▶ [What is required]
Each entry below should be printed exactly, with every image left out.

▶ [Records provided]

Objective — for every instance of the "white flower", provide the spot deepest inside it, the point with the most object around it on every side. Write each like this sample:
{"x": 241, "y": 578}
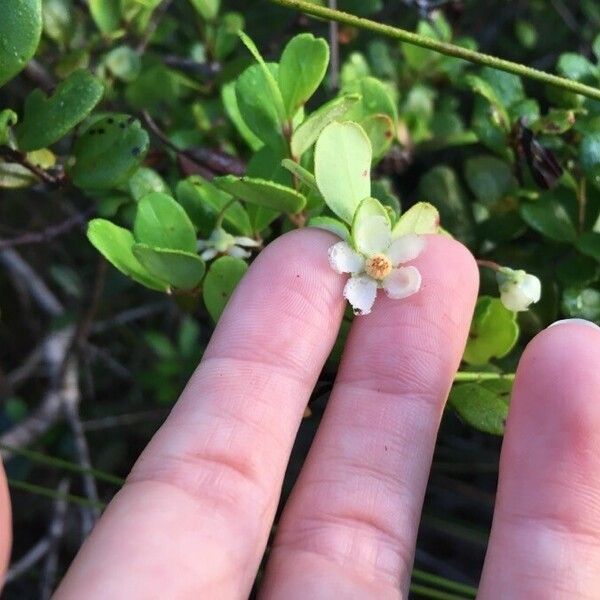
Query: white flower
{"x": 518, "y": 289}
{"x": 221, "y": 242}
{"x": 376, "y": 263}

▶ [Task response]
Objective — for every instance of the "white flower", provide the spot deepest inside it, the point with the most object around it on every side. Write each like this sample:
{"x": 241, "y": 578}
Query: white flower
{"x": 518, "y": 289}
{"x": 221, "y": 242}
{"x": 376, "y": 263}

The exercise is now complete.